#### Input data

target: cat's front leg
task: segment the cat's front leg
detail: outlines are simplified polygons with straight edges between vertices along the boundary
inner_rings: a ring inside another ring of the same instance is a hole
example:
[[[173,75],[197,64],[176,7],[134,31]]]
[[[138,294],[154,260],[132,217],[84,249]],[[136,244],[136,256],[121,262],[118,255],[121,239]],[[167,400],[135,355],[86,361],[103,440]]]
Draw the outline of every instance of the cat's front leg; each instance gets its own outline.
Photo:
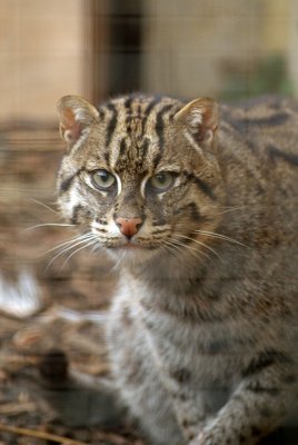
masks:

########
#### Input data

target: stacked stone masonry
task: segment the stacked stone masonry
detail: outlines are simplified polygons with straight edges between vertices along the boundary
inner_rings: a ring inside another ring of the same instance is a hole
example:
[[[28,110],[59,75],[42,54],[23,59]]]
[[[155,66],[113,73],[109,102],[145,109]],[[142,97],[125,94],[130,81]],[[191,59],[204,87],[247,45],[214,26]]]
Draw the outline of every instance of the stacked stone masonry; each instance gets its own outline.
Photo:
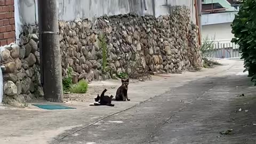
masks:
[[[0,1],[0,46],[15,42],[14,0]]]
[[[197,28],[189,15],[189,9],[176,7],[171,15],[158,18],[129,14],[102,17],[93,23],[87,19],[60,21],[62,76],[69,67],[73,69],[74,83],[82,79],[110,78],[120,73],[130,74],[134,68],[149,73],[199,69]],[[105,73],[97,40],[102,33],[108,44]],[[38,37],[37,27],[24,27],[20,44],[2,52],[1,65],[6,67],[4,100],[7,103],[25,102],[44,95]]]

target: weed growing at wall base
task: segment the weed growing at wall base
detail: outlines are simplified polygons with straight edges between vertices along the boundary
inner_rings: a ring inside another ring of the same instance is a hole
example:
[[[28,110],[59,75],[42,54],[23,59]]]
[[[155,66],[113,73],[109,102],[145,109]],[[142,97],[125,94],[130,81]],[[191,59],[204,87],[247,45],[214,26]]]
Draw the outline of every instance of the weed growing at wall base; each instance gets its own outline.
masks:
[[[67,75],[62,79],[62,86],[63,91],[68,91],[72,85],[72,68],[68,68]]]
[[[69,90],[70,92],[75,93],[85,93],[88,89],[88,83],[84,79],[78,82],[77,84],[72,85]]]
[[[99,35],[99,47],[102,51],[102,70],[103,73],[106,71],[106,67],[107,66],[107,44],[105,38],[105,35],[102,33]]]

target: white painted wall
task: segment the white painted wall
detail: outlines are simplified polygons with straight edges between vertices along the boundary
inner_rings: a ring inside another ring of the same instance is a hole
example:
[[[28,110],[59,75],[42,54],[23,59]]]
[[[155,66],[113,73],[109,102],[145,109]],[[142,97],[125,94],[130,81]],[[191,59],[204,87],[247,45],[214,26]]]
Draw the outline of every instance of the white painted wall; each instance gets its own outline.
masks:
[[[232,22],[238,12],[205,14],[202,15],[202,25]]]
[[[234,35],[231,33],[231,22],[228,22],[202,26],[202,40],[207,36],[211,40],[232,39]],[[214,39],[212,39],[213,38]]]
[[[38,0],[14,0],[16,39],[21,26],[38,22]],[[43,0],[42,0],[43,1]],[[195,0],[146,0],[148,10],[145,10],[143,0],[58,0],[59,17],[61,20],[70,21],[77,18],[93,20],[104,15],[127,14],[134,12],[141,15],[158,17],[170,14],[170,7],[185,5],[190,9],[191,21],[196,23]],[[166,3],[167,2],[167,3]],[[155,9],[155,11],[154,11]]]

########

* **What you have to do**
Collect every line from the entries above that contains the word "Draw", and copy each of those lines out in full. Case matters.

* **Exercise output**
Draw the outline of every instance of the cat's front leg; each instance gets its own outline.
Draw the outline of every instance of the stacked stone masonry; each instance gets its own outline.
Draw the outline of every instance of the weed growing at wall base; each instance gets its own outline.
Draw the outline of every instance of the white painted wall; each instance gets its own outline.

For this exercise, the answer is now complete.